Object pointing dataset rows:
§
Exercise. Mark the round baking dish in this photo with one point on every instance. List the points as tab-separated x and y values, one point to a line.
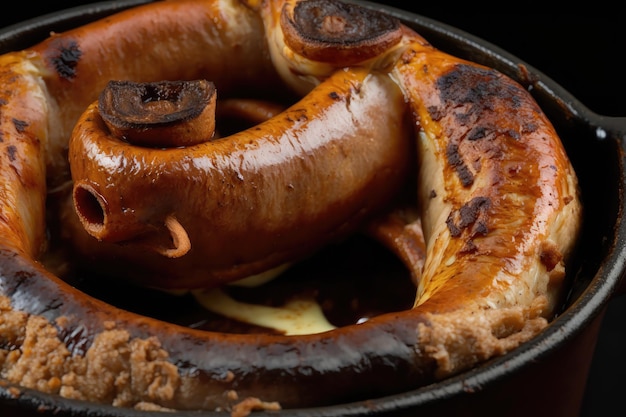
547	373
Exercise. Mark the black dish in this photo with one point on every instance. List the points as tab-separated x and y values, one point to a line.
538	378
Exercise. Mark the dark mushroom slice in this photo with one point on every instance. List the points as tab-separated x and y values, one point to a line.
336	32
160	114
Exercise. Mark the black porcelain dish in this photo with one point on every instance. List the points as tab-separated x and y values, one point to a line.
544	377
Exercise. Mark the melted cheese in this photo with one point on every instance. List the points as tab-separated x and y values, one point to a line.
297	317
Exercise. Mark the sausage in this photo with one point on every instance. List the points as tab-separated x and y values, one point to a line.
498	207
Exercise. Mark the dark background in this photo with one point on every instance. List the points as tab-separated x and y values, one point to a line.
582	50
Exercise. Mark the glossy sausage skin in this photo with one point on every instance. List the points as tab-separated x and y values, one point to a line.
251	201
500	214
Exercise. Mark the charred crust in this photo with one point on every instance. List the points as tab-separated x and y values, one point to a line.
550	255
480	88
456	161
471	216
20	125
338	32
66	58
12	152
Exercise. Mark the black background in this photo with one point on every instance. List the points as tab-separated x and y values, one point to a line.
581	49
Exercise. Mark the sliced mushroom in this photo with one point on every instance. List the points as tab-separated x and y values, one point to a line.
331	31
160	114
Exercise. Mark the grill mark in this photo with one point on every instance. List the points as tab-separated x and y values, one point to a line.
66	58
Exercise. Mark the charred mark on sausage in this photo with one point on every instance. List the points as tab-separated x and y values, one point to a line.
454	159
66	59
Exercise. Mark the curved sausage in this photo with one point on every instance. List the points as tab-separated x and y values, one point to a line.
251	201
498	204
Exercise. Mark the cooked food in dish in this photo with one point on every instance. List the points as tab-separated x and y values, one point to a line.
448	165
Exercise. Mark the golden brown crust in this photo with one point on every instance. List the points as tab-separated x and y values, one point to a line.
498	206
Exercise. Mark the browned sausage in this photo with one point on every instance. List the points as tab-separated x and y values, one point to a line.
500	212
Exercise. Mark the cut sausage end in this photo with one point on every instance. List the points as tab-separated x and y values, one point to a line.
91	209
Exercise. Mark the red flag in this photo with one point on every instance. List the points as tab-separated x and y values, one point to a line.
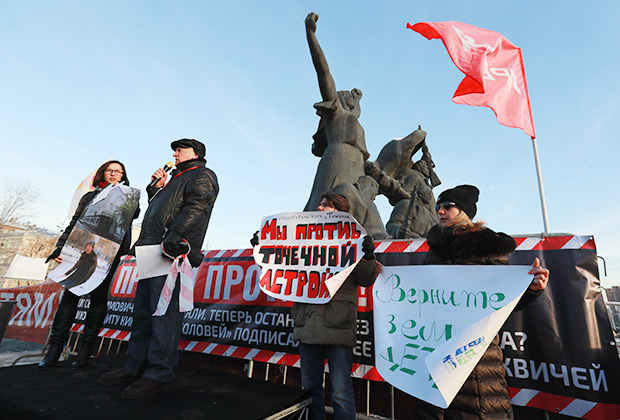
493	67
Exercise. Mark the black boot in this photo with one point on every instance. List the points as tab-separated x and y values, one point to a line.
65	314
92	326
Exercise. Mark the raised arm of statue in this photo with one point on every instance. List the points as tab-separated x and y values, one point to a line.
326	81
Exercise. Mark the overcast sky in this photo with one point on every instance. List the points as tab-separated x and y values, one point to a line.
85	81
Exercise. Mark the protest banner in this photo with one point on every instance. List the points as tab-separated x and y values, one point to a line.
305	257
95	239
433	323
559	352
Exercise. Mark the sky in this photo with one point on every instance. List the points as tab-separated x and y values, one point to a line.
86	81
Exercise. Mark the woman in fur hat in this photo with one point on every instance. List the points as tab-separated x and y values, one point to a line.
111	172
459	240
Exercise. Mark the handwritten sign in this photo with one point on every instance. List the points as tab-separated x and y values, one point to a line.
434	323
305	257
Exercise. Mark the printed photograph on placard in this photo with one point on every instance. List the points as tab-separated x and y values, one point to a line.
95	240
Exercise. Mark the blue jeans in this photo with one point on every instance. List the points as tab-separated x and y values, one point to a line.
154	339
340	361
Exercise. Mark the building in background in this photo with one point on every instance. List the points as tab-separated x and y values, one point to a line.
24	242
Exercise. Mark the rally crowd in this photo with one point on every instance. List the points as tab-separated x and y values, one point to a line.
176	220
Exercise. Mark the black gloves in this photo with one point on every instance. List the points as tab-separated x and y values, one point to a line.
174	245
254	240
368	247
54	254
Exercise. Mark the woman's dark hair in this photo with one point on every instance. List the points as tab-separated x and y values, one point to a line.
338	201
99	174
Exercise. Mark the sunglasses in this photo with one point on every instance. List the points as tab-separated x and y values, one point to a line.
446	205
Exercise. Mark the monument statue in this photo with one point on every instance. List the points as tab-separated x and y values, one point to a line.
339	140
361	196
414	216
407	185
344	167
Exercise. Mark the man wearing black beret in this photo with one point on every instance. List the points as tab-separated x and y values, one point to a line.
177	218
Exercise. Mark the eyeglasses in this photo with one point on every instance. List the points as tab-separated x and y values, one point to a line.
446	205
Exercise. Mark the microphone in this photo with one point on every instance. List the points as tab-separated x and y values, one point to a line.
154	181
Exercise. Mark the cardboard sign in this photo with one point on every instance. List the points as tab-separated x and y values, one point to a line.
305	257
434	323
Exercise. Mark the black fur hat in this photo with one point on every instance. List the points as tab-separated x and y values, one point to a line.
464	196
198	147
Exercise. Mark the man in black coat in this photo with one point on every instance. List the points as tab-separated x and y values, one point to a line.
177	218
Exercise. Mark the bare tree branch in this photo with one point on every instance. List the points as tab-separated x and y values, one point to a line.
17	201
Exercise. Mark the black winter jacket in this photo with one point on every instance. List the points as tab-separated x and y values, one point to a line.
484	394
184	206
334	323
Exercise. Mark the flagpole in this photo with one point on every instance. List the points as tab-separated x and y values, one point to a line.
540	187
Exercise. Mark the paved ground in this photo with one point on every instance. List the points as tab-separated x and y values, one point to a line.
12	349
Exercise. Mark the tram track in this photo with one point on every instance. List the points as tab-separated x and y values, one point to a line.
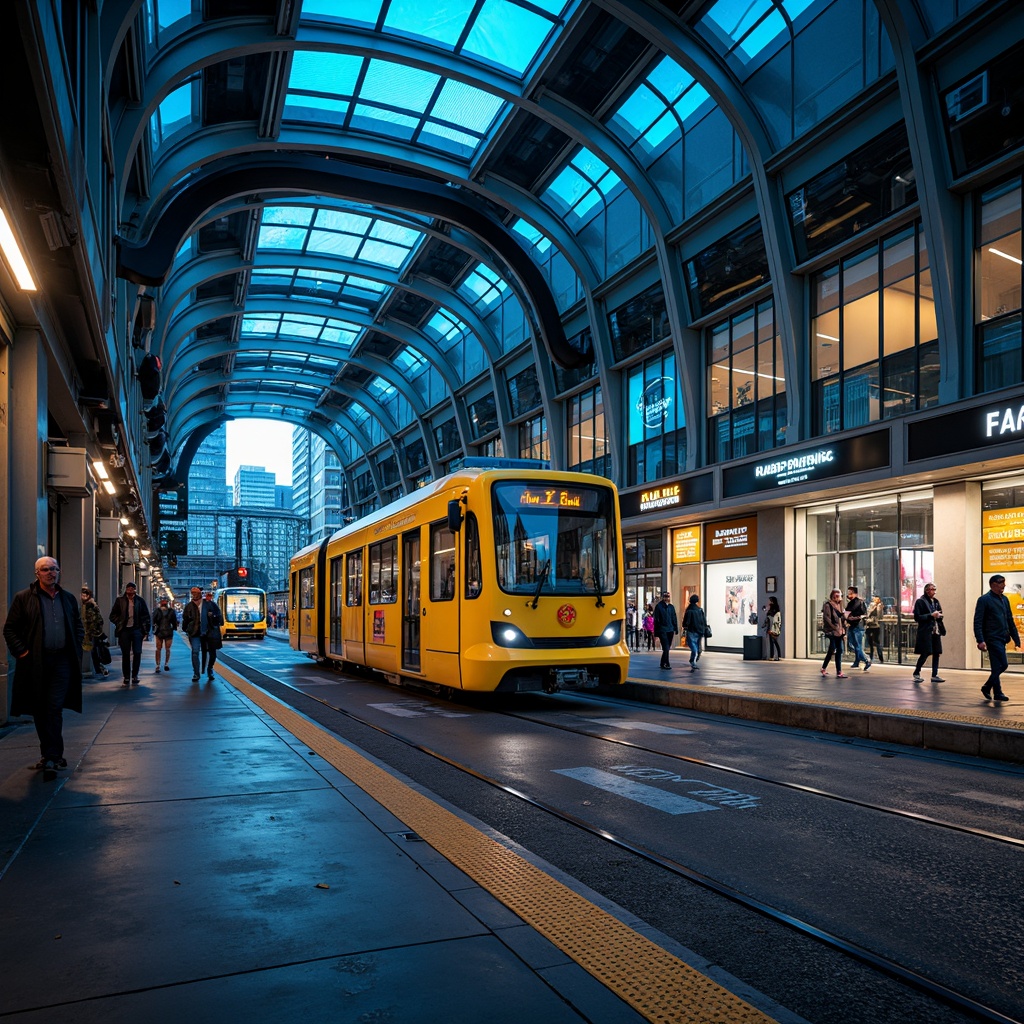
877	962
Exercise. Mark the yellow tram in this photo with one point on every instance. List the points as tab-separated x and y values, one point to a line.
491	580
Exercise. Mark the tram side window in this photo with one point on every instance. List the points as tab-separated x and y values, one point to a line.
307	596
384	571
474	578
353	576
441	562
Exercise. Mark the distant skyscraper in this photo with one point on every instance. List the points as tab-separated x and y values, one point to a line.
254	487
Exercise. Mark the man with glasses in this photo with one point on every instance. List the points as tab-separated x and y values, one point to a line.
44	634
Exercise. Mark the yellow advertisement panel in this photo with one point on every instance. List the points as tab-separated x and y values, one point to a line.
686	545
1003	525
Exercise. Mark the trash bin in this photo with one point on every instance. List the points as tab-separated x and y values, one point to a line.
754	648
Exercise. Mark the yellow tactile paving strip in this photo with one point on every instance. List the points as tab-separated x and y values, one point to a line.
§
EXERCISE INSTRUCTIONS. Each entry shown above must be quoted exactly, with its pictures left out.

EXERCISE RESULT.
Exercise. Mark the round baking dish in this photo with one point on every instance. List the points as tab-separated x and y values, one point to a line.
547	373
Exercise. Mark the black dish in this photo with one point on every instance. List the points as tab-separated x and y values, one point to a line.
538	378
Exercise. Mark the dark mushroom slice in this photo with one point on every instance. List the points as tab-separated x and y values, one point to a line.
336	32
160	114
Exercise. Mark the black porcelain dish in this photo with one point on every instance. List the points as tab-separated x and y values, one point to a line.
544	377
Exercise. Mark the melted cheese in this photo with one point on every instance. List the points as tab-separated x and y values, one point to a line.
297	317
Exercise. Mark the sausage in this photo with one point on every instance. List the points as tab-separated x and y values, one point to a line.
498	207
Exercise. Mark the dark background in this photo with one point on every instance. List the points as tab-separated x and y values, one point to a line.
582	50
Exercise. Mark the glossy sausage skin in this photo with one point on every instance. List the points as tab-separated x and y values, one point to a line.
251	201
500	214
Exercise. Mark the charred crust in this photo with one point on every instance. List the points as tab-separated x and y values, one point to a line.
550	255
480	88
456	161
471	216
20	125
338	32
66	58
12	152
Exercise. Mark the black background in this photo with one point on every instance. List the points as tab-separated x and y values, one point to a line.
581	49
Exercise. Mark the sliced mushroom in this photo with one point on every instance. List the points as tab-separated x and y values, one point to a line.
331	31
160	114
Exercise. Mark the grill mark in this photo with one point on every instance. List the points as tab-separated x and y values, one point to a line.
66	58
Exercise. Mark the charred mark on sausage in this photo with one point on every instance. List the points as tab-separated x and y values, one point to a line.
454	159
66	59
Exercise. Mark the curved sausage in this photo with one point on every instance. List the points as tab-separated x and y values, one point to a line.
251	201
498	204
Exercise. Mark the cooked food in dish in this photo with one point on every instance. List the points as tab-separated x and y values, one point to a line.
448	165
Exercise. Mark the golden brown crust in this photo with one point on every instance. List the points as tab-separated x and y values, one point to a line.
498	206
Exercise. Mark the browned sausage in this photo with one point on every instance. List the points as tab-separated x and y values, one point to a line.
500	212
Exercise. Mark the cut sausage end in this photo with one point on every instance. List the points as tab-separated x and y values, one point to a line.
91	209
Exercise. Mark the red flag in this photo with one point on every instance. List the points as tab-separated x and y values, one point to a line.
493	67
Exercise. Mark the black boot in this photo with one point on every instance. List the points as tab-separated x and y values, one point to a line.
65	314
92	326
Exercise. Mark the raised arm of statue in this photo with one point on every instance. List the points as tab-separated x and y values, one point to a line.
326	81
Exercise. Mark the overcast sky in this photo with one point on every instance. List the points as tab-separated x and y values, one point to a line.
85	81
Exercise. Mark the protest banner in this photo with one point on every instance. List the points as tab-separated x and y values, one point to a line.
305	257
95	239
433	323
559	352
Exercise. Mark the sky in this photo with one point on every instance. List the points as tab-separated x and y values, one point to a line.
86	81
Exercise. Mark the woman in fur hat in this photo with one point on every instance. List the points as tab-separated x and y values, one point to a line.
111	172
459	240
Exercise. Mark the handwritten sign in this photo with one point on every instance. List the points as tab-separated x and y values, one point to a line.
434	323
305	257
Exercise. Mark the printed photograph on placard in this photo with one point on every instance. List the points as tab-separated x and y values, one point to a line.
95	240
Exercise. Mark the blue jeans in this photo with one point on every instance. List the points as tab-separated x and y values, one point to a line.
154	339
340	361
Exercise. Mark the building in background in this photo with one point on every instance. List the points as tab-separated x and y values, one point to a line.
24	242
Exercise. Mark the rally crowd in this photo with one point on every instance. List the points as tab-separated x and y values, one point to a line.
176	220
Exercise. Mark the black gloves in this photo with one point on every instance. List the points as tab-separated x and y values, one point to a line.
174	245
254	240
368	247
54	254
Exercise. Mark the woman's dark hair in this photo with one point on every instance. List the points as tab-separated x and y values, one point to a line.
338	201
99	174
Exercise. Mark the sunglasses in this photo with one point on every instance. List the points as tab-separated x and y values, one point to a line.
446	205
Exercise. Mark the monument statue in this photo with one point on every instance. List the points as tab-separated x and y values, one point to a line.
339	140
361	196
414	216
407	185
344	167
Exercise. Mark the man wearing black beret in this photo with one point on every instance. List the points as tab-separated x and y values, one point to a line.
177	218
Exercise. Mark the eyeglasses in this photo with one point on every instance. List the points as tab-separated x and y values, one point to a line.
446	205
Exercise. Mark the microphone in this photo with one point on every instance. List the points as tab-separated x and y values, one point to a line.
154	181
Exercise. Mark the cardboard sign in this photo with one point on every instance. List the points as tab-separated x and y values, one point to a line.
305	257
434	323
Exercise. Mark the black fur hat in this photo with one point on every instance. List the points as tab-separated x and y values, one point to a line.
464	196
198	147
Exercise. Mark the man in black coat in this photo with one point on every instance. List the points as tab-separated x and y values, one point to a line.
177	218
Exercise. Mark the bare tree branch in this photo with one point on every instance. List the points as tab-separated x and y values, one point to a line.
17	201
Exercise. Mark the black winter jacket in this photo with one point on every instance. List the points as tab-separated x and y values, one point to a line.
484	394
184	206
334	323
Exercise. Mark the flagpole in this photo with one point on every instance. List the points as tab-separated x and y values, one point to a line.
540	187
Exercise. Mark the paved ground in this photo with one point on every instance. List the points as tab-separated x and y values, one point to a line.
12	349
Exercise. Mark the tram track in this photo with one point on every instance. List the points as tab-separated x and y values, one point to a line.
877	962
Exercise. Mark the yellow tram in this photo with one point on every instance. List the points as tab-separated x and y values, one point to a line.
491	580
Exercise. Mark the tram side window in this photo with one point on every instance. List the points as tab-separated x and y values, one point to a line.
307	596
384	571
474	578
353	576
441	562
Exercise. Mark the distant skyscraper in this photo with one point on every instance. List the points as tab-separated x and y values, one point to a line.
254	487
Exercise. Mark the man with glasses in this photo with one point on every instance. List the points as tab-separated x and y values, one point to a line.
44	634
Exercise. Mark the yellow advertisement panel in this photo with one point on every instance. List the points as tab-separated x and y values, one point to a line.
686	545
1003	525
Exercise. Mark the trash bin in this photo with one point on every instance. List the points as tab-separated x and y values, one point to a line.
754	648
Exercise. Mark the yellow tactile paving strip in this photo with one point on every instance. List the points as tab-separated x and y values, one point to a line.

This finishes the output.